Task objective ▸ The answer must consist of every line from the data that holds the string "carriage".
[Provided data — start]
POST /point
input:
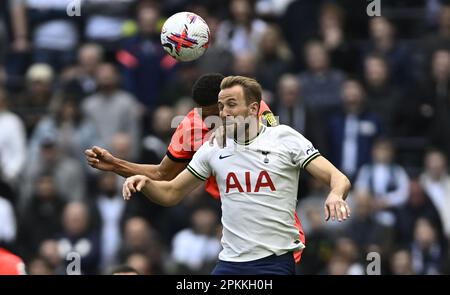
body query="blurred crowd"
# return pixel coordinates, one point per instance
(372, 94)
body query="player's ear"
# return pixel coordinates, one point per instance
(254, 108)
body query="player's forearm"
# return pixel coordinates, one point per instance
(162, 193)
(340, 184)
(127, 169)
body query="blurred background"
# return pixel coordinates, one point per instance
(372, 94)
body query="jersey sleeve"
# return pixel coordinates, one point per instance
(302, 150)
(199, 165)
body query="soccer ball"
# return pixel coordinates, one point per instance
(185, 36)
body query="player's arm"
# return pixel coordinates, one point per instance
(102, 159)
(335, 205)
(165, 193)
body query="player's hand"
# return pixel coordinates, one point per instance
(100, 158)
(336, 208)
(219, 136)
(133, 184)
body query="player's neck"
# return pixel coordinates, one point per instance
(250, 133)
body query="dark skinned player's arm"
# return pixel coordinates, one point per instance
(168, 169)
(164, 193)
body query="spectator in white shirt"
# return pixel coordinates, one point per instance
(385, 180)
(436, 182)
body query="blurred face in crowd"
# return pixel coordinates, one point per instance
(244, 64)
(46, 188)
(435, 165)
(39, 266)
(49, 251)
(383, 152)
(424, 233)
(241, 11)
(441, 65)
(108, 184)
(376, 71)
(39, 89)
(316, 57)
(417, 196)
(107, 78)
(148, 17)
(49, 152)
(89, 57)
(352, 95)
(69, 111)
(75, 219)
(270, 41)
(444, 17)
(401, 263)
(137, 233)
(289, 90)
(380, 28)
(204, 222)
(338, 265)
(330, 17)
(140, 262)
[Provided data — finish]
[Provided data — start]
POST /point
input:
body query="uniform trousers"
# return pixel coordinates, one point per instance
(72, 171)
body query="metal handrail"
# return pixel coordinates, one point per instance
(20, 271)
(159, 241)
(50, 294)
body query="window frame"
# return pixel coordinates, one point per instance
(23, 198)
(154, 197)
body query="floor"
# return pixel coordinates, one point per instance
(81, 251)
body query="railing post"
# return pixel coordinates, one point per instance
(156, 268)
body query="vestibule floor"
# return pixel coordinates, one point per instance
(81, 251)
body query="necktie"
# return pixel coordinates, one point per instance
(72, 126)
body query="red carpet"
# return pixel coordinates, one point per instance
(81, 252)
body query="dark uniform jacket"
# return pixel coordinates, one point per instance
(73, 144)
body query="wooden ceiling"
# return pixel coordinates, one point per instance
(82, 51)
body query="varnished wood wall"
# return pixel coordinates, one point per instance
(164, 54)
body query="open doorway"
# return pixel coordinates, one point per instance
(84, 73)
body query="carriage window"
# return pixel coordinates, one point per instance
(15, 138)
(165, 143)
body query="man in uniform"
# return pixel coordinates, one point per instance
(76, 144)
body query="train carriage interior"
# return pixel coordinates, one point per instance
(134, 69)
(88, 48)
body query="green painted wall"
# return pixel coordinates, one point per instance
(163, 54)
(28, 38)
[Provided data — finish]
Exercise result ▸
body query="carriage window"
body query="train carriage interior"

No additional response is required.